> [The exercise] Reproduce each of the rows below verbatim, line for line, covering every one of them. Leave out the pictures.
━━━ Record set ━━━
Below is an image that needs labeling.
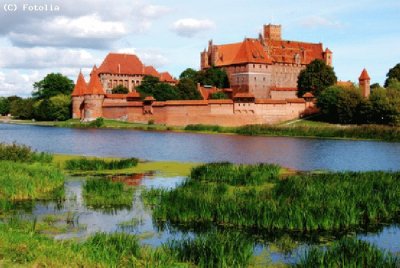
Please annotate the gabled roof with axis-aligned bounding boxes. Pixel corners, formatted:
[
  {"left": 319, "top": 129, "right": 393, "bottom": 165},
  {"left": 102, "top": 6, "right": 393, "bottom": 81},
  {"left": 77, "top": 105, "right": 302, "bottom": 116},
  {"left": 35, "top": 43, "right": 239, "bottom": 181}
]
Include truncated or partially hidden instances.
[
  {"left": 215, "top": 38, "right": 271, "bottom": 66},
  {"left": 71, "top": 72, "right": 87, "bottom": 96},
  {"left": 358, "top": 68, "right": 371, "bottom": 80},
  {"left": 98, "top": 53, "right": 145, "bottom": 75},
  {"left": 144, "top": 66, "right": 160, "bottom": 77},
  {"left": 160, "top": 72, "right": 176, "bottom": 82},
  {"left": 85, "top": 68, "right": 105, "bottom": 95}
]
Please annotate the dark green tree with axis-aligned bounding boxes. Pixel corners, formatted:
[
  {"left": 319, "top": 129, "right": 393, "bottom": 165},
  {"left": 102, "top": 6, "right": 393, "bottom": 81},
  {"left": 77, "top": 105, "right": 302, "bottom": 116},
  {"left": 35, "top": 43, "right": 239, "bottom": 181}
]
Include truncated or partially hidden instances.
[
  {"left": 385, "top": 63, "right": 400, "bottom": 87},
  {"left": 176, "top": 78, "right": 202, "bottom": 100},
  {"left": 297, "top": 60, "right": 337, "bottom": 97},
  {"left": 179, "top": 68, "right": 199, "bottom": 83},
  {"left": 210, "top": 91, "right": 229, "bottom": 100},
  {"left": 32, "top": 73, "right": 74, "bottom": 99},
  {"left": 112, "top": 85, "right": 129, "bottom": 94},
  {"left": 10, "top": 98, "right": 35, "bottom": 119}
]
━━━
> [Solution to this exercise]
Below is an image that needs labeling.
Please annotate the gabled roof with axis-aligned bounding boxes. Pixel corners, formatted:
[
  {"left": 319, "top": 129, "right": 393, "bottom": 165},
  {"left": 102, "top": 6, "right": 393, "bottom": 81},
  {"left": 77, "top": 105, "right": 302, "bottom": 116},
  {"left": 35, "top": 43, "right": 239, "bottom": 181}
]
Include truncated or partially hidden instances.
[
  {"left": 215, "top": 38, "right": 271, "bottom": 66},
  {"left": 71, "top": 72, "right": 87, "bottom": 96},
  {"left": 358, "top": 68, "right": 371, "bottom": 80},
  {"left": 98, "top": 53, "right": 145, "bottom": 75},
  {"left": 144, "top": 66, "right": 160, "bottom": 77},
  {"left": 160, "top": 72, "right": 176, "bottom": 82},
  {"left": 85, "top": 68, "right": 105, "bottom": 95}
]
Please annotate the dark green tree with axis-aligned bounding boxes. Pixel corners, formatted:
[
  {"left": 319, "top": 129, "right": 393, "bottom": 165},
  {"left": 102, "top": 6, "right": 393, "bottom": 81},
  {"left": 77, "top": 105, "right": 302, "bottom": 116},
  {"left": 35, "top": 43, "right": 239, "bottom": 181}
]
Include truncated or partially hidden instances.
[
  {"left": 385, "top": 63, "right": 400, "bottom": 87},
  {"left": 176, "top": 78, "right": 202, "bottom": 100},
  {"left": 297, "top": 60, "right": 337, "bottom": 97},
  {"left": 179, "top": 68, "right": 199, "bottom": 83},
  {"left": 210, "top": 91, "right": 229, "bottom": 100},
  {"left": 32, "top": 73, "right": 74, "bottom": 99},
  {"left": 112, "top": 85, "right": 129, "bottom": 94},
  {"left": 10, "top": 98, "right": 35, "bottom": 119}
]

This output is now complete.